* _Challenge 1_:
Which bracketed navigation links appear in the first line of the mailing-list message below? List every one.

* _Source document_:
▬▬▬▬▬▬▬▬▬▬
[Date Prev][Date Next][Thread Prev][Thread Next][Date Index][Thread Index]

RE: Sensationalism? [was Re: FW: Man in the middle attack against RFC3456.]



Support of RFC3118 was significant enough for you to put in RFC3456, so why
is an illustration of the attack refuting that support called
sensationalism?  See RFC3456 Section 2.1 under "Authentication".

I think you're trivializing this.  RFC3456 has been touted as providing all
the modern and future capabilities of DHCP to IPsec clients.  This is one
case of how it fails to do this, and all it took to find was a few other
implementers taking a quick look at it yesterday.
▬▬▬▬▬▬▬▬▬▬
* _Rows_:

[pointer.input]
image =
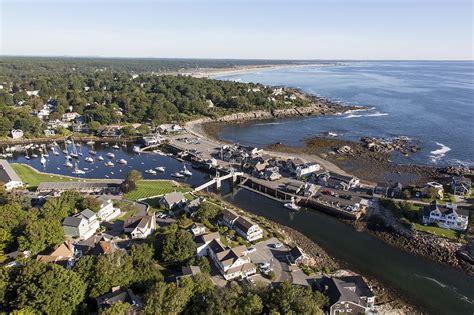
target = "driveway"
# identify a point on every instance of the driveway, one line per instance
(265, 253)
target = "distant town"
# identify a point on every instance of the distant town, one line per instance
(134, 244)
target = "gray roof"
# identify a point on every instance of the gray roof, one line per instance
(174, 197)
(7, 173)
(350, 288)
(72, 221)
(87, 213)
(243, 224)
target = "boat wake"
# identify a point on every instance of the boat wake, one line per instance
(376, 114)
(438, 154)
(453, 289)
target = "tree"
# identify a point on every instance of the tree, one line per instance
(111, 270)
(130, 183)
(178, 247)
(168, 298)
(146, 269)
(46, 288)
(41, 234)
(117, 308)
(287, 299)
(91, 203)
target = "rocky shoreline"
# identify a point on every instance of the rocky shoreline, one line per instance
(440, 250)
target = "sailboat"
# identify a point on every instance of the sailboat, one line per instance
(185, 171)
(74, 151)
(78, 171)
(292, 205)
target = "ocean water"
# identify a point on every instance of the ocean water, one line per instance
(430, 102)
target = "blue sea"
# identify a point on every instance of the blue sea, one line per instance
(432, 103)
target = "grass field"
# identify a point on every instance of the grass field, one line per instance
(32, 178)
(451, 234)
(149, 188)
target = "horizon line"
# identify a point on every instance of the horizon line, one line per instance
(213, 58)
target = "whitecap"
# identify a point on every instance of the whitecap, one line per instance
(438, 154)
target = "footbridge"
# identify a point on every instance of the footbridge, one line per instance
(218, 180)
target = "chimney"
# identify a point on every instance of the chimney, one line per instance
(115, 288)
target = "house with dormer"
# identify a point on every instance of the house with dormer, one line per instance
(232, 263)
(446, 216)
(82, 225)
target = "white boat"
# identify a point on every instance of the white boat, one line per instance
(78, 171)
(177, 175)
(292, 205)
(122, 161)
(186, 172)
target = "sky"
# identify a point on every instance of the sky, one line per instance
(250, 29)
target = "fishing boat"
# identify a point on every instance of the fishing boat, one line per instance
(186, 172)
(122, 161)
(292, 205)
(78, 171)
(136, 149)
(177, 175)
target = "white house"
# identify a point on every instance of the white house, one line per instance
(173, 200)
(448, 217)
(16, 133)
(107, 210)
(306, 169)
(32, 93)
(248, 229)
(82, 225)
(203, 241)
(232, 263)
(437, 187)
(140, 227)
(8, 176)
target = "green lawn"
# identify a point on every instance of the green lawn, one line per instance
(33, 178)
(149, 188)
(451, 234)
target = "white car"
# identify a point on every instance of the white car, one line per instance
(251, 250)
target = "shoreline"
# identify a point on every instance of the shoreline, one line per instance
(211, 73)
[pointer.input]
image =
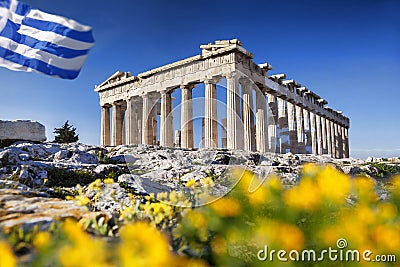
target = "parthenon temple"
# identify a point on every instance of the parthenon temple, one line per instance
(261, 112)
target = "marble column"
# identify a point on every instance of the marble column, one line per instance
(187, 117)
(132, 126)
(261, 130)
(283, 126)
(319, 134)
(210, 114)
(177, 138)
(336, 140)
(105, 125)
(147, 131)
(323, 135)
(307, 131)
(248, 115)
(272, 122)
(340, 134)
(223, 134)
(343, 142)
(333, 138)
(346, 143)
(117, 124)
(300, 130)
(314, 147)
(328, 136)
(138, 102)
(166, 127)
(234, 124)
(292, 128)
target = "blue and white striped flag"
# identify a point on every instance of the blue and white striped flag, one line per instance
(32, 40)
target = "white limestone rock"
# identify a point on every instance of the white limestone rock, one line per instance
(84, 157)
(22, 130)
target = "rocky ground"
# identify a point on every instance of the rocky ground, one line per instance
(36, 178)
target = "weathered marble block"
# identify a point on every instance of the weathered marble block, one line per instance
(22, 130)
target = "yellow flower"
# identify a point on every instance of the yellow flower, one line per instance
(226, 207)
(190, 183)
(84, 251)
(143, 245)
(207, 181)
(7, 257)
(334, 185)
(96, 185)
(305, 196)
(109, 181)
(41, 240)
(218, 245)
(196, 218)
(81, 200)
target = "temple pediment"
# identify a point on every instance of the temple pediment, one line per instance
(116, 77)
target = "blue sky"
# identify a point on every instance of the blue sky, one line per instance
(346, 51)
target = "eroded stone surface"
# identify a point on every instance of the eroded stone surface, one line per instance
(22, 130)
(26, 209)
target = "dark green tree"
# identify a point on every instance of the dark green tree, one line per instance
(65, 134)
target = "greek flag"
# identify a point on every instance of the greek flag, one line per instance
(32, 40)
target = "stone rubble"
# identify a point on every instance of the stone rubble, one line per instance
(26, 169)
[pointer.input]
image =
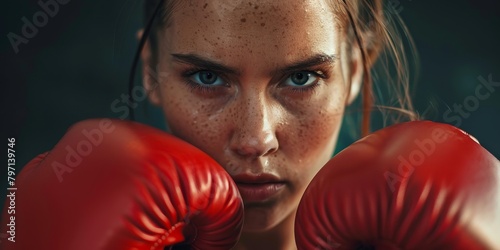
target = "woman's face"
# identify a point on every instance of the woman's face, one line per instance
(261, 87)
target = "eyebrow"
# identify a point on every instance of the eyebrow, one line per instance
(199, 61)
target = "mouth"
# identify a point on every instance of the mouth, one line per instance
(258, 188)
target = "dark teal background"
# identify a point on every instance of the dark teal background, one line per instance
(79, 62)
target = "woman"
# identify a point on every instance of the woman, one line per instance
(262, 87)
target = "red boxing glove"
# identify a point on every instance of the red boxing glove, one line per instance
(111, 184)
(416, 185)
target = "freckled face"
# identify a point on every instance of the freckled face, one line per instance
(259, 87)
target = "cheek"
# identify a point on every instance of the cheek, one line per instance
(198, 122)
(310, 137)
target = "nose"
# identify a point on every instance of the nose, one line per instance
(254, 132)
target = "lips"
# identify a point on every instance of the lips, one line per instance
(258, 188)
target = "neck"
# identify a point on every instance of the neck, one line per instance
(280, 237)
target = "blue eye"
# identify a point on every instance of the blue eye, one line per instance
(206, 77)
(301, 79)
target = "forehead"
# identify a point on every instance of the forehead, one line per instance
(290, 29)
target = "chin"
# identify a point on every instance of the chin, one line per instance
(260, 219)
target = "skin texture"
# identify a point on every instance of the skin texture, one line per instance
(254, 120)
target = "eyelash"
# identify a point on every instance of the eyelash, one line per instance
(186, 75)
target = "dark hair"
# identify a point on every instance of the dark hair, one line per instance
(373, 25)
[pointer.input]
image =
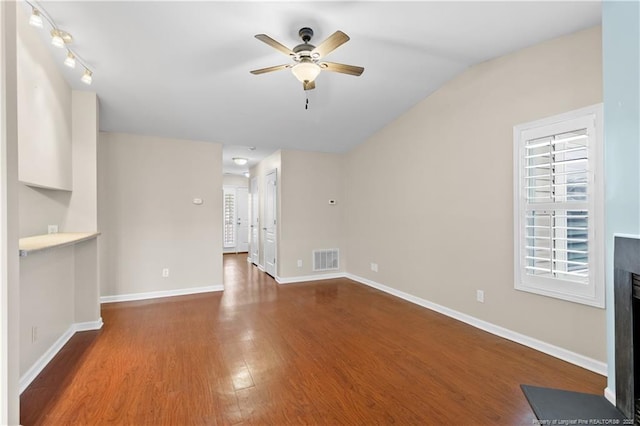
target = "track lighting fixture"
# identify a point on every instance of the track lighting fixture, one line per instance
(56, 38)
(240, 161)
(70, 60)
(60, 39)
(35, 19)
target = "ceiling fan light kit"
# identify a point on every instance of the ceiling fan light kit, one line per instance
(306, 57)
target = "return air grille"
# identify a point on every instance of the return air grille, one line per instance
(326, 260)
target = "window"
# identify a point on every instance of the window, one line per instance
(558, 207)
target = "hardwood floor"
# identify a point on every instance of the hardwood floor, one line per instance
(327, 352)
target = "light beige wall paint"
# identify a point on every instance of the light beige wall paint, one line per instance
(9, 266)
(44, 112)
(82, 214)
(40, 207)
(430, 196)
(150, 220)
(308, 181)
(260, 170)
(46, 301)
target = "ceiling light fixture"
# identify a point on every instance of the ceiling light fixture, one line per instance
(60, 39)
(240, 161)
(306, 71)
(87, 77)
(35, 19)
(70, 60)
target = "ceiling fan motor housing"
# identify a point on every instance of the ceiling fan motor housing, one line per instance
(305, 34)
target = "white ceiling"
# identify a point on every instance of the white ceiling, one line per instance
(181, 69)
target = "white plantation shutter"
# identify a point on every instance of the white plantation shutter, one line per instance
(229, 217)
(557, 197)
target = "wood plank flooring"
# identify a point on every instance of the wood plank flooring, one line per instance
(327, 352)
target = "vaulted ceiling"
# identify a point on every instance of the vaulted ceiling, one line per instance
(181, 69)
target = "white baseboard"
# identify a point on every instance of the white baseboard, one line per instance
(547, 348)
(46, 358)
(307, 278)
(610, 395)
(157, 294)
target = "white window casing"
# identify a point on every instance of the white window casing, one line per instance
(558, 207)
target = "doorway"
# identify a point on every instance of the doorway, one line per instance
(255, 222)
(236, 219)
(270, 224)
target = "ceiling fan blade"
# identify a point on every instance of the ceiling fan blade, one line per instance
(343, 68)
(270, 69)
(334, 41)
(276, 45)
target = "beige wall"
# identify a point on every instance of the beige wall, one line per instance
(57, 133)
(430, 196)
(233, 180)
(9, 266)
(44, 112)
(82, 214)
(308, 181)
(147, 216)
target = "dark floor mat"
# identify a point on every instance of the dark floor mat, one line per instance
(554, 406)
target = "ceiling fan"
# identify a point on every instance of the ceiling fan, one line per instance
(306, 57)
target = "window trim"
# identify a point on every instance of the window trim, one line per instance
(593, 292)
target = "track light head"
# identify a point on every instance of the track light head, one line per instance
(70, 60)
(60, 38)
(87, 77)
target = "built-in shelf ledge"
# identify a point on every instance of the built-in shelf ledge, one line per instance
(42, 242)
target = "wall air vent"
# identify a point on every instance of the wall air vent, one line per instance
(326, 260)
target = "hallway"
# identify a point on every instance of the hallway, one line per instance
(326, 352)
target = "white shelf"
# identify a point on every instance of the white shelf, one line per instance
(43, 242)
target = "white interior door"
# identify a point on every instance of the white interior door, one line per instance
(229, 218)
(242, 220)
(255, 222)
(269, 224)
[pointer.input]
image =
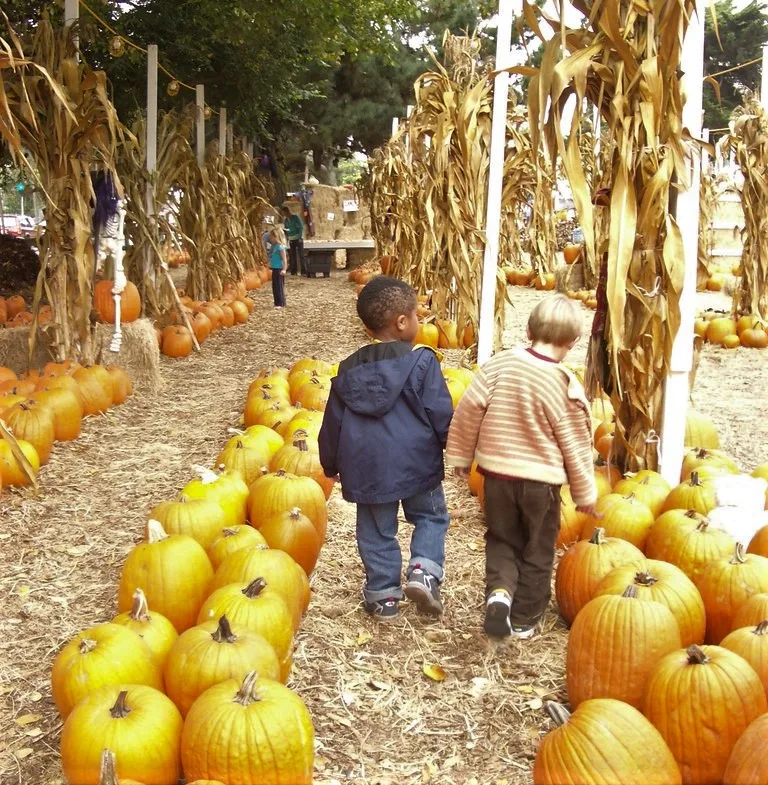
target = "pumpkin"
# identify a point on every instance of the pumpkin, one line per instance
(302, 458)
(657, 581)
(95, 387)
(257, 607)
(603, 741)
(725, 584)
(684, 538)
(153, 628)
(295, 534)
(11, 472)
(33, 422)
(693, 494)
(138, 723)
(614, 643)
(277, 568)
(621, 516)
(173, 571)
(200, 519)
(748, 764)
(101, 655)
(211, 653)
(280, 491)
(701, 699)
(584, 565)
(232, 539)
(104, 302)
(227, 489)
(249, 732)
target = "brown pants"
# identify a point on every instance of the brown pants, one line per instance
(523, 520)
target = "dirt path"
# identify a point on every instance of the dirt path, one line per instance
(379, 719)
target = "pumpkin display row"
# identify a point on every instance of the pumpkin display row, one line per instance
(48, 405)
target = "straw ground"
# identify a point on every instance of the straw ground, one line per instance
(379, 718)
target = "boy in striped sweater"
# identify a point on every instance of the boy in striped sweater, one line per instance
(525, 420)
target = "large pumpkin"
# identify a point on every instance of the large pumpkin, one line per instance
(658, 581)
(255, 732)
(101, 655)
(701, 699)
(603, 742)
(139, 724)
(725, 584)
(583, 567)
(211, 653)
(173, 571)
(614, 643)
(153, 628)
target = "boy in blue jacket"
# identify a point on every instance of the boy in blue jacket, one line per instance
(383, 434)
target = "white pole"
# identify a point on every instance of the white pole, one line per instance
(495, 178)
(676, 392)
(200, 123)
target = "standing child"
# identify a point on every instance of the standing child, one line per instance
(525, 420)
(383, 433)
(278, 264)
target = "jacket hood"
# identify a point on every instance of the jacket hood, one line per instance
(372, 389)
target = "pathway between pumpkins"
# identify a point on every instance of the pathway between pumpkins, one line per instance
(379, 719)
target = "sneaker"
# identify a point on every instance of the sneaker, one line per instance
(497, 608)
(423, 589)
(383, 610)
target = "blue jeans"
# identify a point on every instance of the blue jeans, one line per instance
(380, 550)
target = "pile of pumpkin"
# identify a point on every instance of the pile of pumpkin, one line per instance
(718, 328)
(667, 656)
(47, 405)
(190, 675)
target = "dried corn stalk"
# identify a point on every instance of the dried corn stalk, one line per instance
▬▬▬▬▬▬▬▬▬▬
* _Challenge 2_:
Which lines in the entries above contain the string "pediment"? Return each such line in full.

* _Answer 1_:
Date Prev
Date Next
Thread Prev
Thread Next
Date Index
Thread Index

* _Answer 2_:
target = "temple pediment"
# identify a point on every instance of the temple pediment, one line per instance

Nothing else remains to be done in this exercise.